#### [DOCUMENT PASSAGE]
== Segment start ==

Dianne Cohler-Esses grew up in Brooklyn, New York and is the first Syrian-Jewish woman to become a rabbi. She was ordained by the Jewish Theological Seminary in 1995. She is a leader in Jewish education and has worked with many institutions including the National Jewish Center for Learning and Leadership, the Bronfman youth fellowships, the Curriculum Initiative, and the UJA Federation. In 2012, she took on the position of Director of Lifelong Learning at Romemu, a Renewal Congregation on the Upper West Side of Manhattan.. Amongst her achievements is her role as lead educator in the Open Book program - a hybrid in-person and virtual weekly class attended by participants from around the globe.

In 2025 Cohler-Esses was the recipient of the prestigious Covenant Award for Jewish education. According to the Covenant Foundation: "Rabbi Cohler-Esses’ work as an adult educator also extends well beyond Romemu. She co-teaches the Artists’ Beit Midrash Skirball Academy class at The Temple Emanu-El Streicker Cultural Center and teaches Torah to lay leaders through the UJA-Federation of New York. She is also an adjunct faculty member at the Academy for Jewish Religion and she has been a bold leader in creating chesed programs that inform and inspire the community on topics including Judaism and disabilities and issues relevant to Jewish women." Ilana Trachtman, Director and Producer of Praying with Lior, produced a video portrait of Cohler-Esses for the Covenenant Foundation in 2025

She is married to Larry Cohler-Esses, with whom she has three children: Ayelet, Elichai, and Shira. She lives in New York City on the Upper West Side.

The 2022 art exhibit “Holy Sparks”, shown among other places at the Dr. Bernard Heller Museum, featured art about twenty-four female rabbis who were firsts in some way; Siona Benjamin created the artwork about Cohler-Esses that was in that exhibit.

== Segment end ==

[Stored entries]
== Segment start ==

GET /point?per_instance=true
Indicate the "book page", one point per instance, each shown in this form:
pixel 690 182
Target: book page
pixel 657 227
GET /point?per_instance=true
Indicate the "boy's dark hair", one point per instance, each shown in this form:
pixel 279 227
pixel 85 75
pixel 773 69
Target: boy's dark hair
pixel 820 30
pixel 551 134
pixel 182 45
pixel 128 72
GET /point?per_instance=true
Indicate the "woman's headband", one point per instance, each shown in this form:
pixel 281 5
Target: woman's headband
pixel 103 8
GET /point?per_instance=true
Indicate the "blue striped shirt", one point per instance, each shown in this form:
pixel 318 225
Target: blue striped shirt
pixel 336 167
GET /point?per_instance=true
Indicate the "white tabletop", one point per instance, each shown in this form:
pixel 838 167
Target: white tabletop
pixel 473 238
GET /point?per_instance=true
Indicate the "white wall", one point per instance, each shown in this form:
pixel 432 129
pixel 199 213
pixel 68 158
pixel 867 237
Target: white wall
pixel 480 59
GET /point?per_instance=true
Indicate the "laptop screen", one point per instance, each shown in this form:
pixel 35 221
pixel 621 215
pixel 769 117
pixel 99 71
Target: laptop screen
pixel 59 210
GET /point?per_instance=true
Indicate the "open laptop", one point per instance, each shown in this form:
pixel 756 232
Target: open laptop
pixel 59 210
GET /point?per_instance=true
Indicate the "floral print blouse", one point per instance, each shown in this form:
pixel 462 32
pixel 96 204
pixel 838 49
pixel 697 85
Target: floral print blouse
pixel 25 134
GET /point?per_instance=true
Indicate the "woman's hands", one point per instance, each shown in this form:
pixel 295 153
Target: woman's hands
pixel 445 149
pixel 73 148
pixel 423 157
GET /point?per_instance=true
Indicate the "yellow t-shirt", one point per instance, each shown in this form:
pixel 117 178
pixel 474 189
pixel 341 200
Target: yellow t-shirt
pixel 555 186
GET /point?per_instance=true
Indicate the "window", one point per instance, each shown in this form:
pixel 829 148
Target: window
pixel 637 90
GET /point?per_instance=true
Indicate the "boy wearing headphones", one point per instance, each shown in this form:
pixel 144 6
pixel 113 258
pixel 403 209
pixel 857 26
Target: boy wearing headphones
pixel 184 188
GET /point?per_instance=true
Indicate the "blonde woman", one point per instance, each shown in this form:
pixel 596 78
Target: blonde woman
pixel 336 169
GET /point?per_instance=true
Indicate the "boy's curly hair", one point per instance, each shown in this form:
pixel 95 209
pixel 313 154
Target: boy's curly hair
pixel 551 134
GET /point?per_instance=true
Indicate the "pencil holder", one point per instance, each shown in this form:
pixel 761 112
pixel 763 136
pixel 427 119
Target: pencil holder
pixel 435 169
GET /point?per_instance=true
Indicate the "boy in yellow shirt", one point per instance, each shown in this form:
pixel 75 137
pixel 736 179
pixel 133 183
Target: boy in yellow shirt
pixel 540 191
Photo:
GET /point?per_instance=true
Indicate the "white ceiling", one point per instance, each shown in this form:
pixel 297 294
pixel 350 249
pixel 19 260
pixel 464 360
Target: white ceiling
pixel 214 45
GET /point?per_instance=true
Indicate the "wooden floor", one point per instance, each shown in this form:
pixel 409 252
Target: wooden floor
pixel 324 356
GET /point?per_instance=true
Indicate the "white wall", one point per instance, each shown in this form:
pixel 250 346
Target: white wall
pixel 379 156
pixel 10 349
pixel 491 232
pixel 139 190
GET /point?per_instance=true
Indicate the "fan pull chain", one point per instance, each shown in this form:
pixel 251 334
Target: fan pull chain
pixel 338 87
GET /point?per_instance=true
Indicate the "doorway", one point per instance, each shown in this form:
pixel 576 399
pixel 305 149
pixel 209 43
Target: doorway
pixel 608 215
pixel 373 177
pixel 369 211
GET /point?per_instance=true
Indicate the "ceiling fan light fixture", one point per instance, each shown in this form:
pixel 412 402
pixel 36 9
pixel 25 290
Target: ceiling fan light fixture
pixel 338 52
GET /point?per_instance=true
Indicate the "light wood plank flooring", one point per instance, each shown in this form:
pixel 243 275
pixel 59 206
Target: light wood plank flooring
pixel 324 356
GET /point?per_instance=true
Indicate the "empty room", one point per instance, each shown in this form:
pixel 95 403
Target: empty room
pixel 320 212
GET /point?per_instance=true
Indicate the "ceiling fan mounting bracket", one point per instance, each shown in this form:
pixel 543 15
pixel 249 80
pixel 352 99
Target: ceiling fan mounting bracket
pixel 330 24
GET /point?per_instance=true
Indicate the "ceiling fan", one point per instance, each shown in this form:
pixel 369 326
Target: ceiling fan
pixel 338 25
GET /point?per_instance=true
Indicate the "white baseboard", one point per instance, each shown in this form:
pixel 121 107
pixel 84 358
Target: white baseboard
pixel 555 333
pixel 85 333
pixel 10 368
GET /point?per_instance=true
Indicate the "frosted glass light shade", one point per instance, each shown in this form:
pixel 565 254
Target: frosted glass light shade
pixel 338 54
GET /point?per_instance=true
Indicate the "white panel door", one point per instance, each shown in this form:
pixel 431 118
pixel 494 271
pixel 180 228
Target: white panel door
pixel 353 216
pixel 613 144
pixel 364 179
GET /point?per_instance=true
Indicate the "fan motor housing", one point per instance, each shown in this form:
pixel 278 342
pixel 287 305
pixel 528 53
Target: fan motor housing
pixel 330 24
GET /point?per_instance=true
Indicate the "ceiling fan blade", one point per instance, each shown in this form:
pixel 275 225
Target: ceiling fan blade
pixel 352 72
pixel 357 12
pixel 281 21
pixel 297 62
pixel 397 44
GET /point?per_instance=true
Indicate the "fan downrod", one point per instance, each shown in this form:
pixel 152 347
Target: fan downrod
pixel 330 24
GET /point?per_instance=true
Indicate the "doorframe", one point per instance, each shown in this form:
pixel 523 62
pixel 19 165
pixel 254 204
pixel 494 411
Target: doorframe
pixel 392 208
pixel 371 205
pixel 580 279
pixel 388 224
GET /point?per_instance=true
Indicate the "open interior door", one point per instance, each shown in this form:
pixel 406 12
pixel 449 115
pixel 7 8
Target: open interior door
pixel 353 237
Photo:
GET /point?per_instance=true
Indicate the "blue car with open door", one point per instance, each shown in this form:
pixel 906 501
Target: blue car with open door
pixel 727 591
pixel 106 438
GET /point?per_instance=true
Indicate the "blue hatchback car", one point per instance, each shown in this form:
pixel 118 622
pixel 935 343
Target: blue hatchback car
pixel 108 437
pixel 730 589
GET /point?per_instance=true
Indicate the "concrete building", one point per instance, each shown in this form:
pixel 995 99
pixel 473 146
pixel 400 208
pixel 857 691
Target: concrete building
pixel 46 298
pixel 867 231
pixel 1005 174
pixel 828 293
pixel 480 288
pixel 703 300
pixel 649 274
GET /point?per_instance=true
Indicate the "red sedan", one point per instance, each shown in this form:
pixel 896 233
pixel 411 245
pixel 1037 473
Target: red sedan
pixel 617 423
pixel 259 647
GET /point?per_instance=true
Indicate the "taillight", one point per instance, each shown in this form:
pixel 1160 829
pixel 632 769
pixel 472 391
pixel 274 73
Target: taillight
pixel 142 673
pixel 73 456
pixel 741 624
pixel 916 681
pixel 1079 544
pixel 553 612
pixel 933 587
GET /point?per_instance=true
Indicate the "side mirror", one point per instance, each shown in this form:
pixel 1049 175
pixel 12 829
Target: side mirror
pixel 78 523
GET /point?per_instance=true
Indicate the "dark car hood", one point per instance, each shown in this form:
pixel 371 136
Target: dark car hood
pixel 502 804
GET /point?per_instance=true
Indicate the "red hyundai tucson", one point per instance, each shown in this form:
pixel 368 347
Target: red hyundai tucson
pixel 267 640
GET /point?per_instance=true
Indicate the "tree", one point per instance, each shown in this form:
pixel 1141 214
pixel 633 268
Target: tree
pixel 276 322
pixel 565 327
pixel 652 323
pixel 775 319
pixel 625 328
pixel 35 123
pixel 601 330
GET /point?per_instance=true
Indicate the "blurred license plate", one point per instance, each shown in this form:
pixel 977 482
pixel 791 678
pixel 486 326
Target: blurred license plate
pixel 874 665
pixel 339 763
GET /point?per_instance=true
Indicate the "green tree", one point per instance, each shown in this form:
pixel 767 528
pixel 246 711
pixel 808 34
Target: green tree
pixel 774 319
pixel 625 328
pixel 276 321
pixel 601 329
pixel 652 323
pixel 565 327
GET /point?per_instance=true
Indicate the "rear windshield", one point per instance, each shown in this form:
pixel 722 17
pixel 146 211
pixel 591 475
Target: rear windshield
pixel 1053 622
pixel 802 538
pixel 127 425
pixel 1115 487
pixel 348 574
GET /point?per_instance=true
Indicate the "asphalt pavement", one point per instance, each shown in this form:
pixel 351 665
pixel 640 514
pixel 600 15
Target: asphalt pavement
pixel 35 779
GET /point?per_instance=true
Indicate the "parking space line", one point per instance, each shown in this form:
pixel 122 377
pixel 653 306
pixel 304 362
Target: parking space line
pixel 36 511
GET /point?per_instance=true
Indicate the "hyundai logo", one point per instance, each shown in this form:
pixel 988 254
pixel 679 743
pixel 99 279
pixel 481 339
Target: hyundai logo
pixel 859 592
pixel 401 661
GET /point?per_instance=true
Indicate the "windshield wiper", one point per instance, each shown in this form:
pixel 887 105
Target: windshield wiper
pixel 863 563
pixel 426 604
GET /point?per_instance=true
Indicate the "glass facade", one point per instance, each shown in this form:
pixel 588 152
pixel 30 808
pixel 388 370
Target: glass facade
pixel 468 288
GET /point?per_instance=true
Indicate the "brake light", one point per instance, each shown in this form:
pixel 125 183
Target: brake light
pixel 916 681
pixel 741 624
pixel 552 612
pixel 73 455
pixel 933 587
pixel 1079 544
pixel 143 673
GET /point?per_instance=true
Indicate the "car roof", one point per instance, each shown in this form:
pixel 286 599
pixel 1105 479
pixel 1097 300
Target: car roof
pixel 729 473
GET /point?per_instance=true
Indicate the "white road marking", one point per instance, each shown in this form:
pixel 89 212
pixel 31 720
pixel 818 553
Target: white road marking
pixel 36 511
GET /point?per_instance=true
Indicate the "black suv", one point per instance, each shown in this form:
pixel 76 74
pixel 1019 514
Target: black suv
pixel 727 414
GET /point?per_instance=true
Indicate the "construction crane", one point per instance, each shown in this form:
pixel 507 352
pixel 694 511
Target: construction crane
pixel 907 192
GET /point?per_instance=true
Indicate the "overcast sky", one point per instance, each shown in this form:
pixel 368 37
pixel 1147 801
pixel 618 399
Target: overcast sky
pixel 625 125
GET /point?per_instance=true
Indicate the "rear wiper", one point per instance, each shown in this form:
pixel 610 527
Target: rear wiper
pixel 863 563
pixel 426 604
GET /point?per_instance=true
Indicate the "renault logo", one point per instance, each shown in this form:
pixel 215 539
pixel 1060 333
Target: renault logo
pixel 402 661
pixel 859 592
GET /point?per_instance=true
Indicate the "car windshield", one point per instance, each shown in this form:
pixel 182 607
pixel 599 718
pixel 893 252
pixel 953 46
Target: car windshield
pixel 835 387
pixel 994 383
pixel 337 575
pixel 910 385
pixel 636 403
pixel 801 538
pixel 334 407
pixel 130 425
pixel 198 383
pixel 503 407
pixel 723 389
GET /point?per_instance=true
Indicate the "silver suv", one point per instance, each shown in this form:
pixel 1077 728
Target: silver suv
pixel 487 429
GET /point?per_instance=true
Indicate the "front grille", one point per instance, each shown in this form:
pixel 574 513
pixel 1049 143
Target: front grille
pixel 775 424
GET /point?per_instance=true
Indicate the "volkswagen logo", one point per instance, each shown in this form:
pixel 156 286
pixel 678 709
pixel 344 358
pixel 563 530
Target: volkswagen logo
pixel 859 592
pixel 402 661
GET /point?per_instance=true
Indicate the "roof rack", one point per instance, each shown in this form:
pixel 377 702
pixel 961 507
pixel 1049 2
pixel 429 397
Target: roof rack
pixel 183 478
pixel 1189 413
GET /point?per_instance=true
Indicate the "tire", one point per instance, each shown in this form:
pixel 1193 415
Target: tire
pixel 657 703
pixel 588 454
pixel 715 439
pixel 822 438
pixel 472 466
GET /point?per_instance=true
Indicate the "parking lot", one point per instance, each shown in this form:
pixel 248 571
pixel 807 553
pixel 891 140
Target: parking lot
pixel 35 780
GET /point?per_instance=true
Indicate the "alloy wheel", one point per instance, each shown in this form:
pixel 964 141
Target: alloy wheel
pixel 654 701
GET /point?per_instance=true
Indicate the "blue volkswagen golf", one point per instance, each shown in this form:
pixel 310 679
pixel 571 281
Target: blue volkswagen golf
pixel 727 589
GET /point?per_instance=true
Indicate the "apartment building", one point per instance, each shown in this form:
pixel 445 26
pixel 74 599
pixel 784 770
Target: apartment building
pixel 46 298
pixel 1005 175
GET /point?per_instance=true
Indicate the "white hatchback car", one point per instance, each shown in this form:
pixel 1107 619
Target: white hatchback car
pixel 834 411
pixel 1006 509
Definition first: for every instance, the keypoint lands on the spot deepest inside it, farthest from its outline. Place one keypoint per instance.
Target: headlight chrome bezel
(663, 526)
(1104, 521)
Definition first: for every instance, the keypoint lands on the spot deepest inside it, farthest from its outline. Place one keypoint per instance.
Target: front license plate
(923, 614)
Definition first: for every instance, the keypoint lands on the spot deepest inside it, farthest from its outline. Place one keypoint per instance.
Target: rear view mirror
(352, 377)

== Segment end ==

#### [WORK REQUEST]
Please quote the biography of Dianne Cohler-Esses word for word from "She is married" to "in that exhibit.". You won't need the entries for this.

#### [RESPONSE TO THIS EXERCISE]
She is married to Larry Cohler-Esses, with whom she has three children: Ayelet, Elichai, and Shira. She lives in New York City on the Upper West Side.

The 2022 art exhibit “Holy Sparks”, shown among other places at the Dr. Bernard Heller Museum, featured art about twenty-four female rabbis who were firsts in some way; Siona Benjamin created the artwork about Cohler-Esses that was in that exhibit.